STATED GOAL 1 → Copy the records verbatim from their start through the line containing "[[1211, 648], [294, 484]]", including that line.

SOURCE EXTRACT →
--------
This post continues my series looking at log replication protocols, within the context of state-machine replication (SMR) or just when the log itself is the product (such as Kafka). So far I’ve been looking at Virtual Consensus, but now I’m going to widen the view to look at how log replication protocols can be disaggregated in general (there are many ways). In the next post, I’ll do a survey of log replication systems in terms of the types of disaggregation described in this post.
Prior posts:
As many people have said before, everything is a log. Replicated logs often serve as the foundational mechanism for achieving consensus in distributed data systems by providing an ordered, consistent sequence of operations that all servers can agree upon. This allows each server to maintain identical state despite operating independently across a network. The most well-known form of this approach is State Machine Replication (SMR).
In state machine replication, distributed servers maintain consistency by applying the same sequence of operations from a replicated log in the same order, operating as deterministic state machines. Each state machine server applies the operations from the log to maintain local state, such as an embedded database (such as RocksDB or Pebble), or a queue, or any other data representation. The most famous converged SMR design is Raft.
The converged SMR protocol
For a long time, Raft has been the default safe choice for teams wanting to implement SMR. This happened largely because Raft included important things like leader elections, reconfigurations, and snapshotting in the protocol. While Paxos came onto the scene first, it initially left it to each team to invent some of these additional pieces themselves. The first version of Paxos is known as single decree Paxos, because it only covers one round of consensus to agree on a single value. MultiPaxos came later to optimize Paxos for replicating a sequence of values. In the meantime, Raft was published. It was a clearly described, all-in-one (and the kitchen sink) protocol that left little room for interpretation (which was helpful). Teams still tweak Raft to fit their needs, but the core design usually remains the same.
--------
STATED GOAL 2 → In the post on log replication protocols, what name is given to the first version of Paxos?
--------
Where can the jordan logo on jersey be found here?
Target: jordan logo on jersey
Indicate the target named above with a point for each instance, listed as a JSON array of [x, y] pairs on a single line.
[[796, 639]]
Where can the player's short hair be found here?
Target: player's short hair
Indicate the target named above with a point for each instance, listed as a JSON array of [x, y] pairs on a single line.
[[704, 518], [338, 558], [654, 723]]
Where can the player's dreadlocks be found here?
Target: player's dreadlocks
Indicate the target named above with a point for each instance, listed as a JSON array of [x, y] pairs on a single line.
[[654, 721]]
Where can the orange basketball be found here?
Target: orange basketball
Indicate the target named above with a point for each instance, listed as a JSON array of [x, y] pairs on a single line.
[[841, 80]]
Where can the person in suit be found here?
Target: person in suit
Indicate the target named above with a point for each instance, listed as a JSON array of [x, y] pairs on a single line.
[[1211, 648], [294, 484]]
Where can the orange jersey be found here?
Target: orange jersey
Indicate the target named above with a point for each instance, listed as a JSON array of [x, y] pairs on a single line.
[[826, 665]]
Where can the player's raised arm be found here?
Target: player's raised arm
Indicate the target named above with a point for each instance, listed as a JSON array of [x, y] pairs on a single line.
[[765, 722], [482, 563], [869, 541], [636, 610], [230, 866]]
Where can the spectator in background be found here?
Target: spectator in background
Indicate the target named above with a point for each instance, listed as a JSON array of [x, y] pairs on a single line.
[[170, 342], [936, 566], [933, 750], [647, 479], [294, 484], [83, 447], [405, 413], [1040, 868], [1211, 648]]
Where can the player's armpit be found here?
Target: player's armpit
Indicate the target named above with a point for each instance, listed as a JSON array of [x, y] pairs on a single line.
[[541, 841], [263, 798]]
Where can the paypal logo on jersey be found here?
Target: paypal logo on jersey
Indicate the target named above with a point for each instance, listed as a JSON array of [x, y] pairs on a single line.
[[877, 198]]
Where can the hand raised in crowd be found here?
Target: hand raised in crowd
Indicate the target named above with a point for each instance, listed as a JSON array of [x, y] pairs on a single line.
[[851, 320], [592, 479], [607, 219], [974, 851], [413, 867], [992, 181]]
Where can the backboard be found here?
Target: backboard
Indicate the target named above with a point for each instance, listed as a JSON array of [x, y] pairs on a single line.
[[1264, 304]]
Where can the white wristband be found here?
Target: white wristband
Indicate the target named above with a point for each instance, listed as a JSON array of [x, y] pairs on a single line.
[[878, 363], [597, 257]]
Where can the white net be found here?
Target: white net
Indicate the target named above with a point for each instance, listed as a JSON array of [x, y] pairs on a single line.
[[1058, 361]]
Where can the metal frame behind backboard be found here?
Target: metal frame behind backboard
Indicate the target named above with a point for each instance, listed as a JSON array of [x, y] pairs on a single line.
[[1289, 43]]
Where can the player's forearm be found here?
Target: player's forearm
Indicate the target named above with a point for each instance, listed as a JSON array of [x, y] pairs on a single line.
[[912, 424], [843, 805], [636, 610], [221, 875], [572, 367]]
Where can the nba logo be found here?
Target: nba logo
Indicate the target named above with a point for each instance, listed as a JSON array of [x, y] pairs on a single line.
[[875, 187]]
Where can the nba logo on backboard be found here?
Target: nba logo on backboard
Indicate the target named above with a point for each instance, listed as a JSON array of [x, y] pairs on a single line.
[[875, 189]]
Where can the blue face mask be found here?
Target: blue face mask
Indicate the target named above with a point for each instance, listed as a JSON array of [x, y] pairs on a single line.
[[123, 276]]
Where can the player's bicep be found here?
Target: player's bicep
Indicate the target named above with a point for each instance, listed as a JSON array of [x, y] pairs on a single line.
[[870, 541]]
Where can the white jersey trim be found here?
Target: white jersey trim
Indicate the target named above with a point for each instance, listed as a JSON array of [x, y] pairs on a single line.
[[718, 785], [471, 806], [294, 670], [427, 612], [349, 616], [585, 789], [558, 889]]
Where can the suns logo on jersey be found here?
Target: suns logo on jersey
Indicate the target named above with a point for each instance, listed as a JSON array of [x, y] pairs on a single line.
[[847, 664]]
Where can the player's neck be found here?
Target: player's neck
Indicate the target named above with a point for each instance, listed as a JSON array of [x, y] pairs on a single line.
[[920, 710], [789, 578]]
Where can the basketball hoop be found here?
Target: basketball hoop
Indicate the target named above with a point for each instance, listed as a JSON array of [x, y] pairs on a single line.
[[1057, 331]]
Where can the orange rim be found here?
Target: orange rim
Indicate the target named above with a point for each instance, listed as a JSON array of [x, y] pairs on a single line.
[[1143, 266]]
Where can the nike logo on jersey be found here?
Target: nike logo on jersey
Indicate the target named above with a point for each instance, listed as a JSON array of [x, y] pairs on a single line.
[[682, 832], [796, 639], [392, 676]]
--------
FULL OUTPUT 1 →
Where can the jordan logo on jersey be found here?
Target: jordan logo on jersey
Indicate the target named above with a point for each instance, listed as a JSON array of [x, y] pairs on a single line.
[[796, 639]]
Where can the player's short hair be found here?
Target: player's short hair
Indicate the target named above with a point for each instance, listed as a JSON array of [x, y] pairs on a single line.
[[704, 518], [338, 558], [654, 723]]
Where can the player's dreadlocks be found here?
Target: player's dreadlocks
Indicate the target named above with a point for each instance, listed as a JSON array of [x, y] pairs on a single line.
[[654, 721]]
Where can the orange basketball be found here?
Target: orange basketball
Indicate the target named above with a point for each instance, listed as a JSON array of [x, y] pairs on a single line.
[[841, 80]]
Where can the person in suit be found here?
Target: person in suit
Indicate the target named above with a point for each instance, listed as a JSON array of [x, y] pairs on a single line.
[[1211, 648], [294, 484]]

FULL OUTPUT 2 → Single decree Paxos.